▶ [PROBLEM REQUIREMENTS]
Go through the listing below and state how many of its lines include "surface". Write only that number.

Start of GIVEN DATA

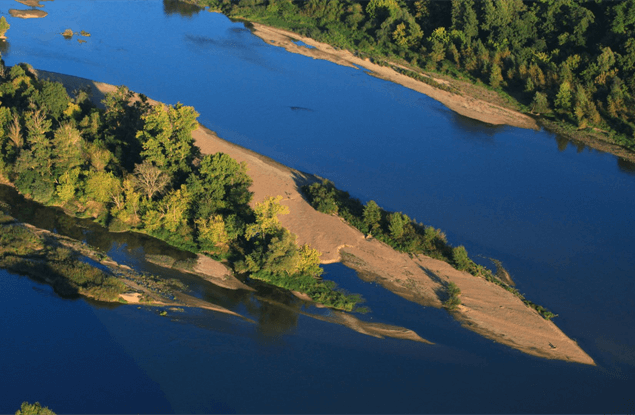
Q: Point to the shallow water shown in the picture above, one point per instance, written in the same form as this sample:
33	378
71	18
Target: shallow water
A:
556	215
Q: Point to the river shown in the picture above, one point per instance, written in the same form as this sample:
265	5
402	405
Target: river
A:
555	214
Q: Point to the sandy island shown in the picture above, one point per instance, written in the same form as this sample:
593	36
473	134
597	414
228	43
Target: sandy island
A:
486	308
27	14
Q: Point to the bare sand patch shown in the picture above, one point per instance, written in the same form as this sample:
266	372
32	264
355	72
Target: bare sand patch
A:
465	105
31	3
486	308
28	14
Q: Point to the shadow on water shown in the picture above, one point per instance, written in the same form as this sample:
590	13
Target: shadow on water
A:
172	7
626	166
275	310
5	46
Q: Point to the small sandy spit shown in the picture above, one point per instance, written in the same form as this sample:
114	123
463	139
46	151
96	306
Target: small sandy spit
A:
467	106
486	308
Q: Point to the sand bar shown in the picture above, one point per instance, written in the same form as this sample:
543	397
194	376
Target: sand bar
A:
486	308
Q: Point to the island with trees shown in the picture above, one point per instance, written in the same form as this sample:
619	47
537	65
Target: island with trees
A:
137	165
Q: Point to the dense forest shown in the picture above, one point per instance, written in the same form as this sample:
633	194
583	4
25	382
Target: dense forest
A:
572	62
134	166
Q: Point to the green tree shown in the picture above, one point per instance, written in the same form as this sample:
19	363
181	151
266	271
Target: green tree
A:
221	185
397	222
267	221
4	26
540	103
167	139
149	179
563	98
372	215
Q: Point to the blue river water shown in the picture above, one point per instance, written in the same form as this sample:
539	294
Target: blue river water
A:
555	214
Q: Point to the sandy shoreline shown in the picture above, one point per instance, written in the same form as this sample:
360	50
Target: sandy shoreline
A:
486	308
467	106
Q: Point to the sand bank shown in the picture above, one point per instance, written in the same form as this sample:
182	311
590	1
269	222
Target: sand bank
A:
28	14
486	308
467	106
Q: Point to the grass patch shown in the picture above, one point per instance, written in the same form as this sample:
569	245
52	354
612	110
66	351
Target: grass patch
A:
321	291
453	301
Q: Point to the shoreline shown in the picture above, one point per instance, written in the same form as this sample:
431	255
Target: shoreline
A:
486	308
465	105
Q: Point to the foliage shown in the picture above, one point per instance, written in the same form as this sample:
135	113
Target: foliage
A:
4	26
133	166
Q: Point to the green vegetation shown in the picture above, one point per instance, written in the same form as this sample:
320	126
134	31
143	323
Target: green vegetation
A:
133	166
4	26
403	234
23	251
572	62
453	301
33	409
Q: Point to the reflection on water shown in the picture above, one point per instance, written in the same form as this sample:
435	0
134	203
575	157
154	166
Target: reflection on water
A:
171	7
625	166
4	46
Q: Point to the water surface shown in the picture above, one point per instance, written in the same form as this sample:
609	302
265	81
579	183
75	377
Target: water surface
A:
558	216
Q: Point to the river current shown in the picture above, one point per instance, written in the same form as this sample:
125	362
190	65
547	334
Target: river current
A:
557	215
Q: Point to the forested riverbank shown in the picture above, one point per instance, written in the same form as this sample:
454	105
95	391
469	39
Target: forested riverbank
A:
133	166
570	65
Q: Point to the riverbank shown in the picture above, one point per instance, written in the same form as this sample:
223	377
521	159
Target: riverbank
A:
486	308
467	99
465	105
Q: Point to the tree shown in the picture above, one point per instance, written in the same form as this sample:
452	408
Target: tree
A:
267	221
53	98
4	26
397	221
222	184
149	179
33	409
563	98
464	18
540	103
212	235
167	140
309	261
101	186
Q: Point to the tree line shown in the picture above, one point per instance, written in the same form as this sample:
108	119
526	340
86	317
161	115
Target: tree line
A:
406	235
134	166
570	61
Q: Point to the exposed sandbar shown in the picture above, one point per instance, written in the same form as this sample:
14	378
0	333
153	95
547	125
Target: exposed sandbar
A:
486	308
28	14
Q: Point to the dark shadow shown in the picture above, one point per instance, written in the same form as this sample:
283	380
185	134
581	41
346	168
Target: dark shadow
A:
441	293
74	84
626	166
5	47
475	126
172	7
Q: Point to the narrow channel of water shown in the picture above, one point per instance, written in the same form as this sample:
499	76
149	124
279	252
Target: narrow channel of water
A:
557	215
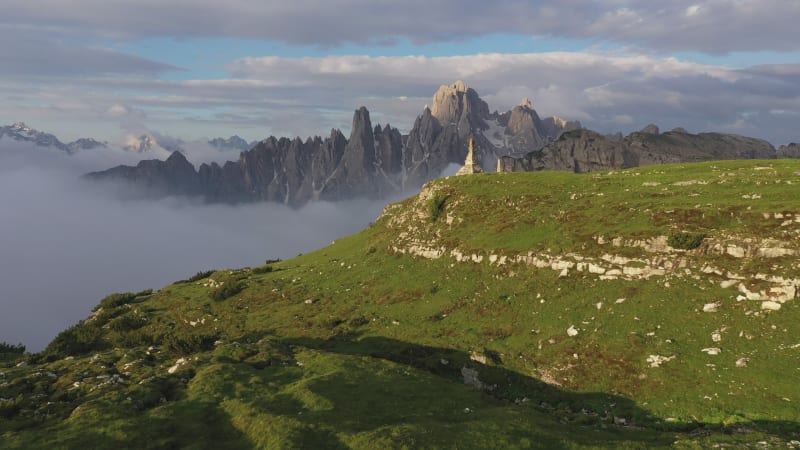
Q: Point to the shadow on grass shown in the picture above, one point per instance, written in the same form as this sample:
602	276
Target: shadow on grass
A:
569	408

End of GIVEN DATA

▶ [RESULT OF THE TASK]
2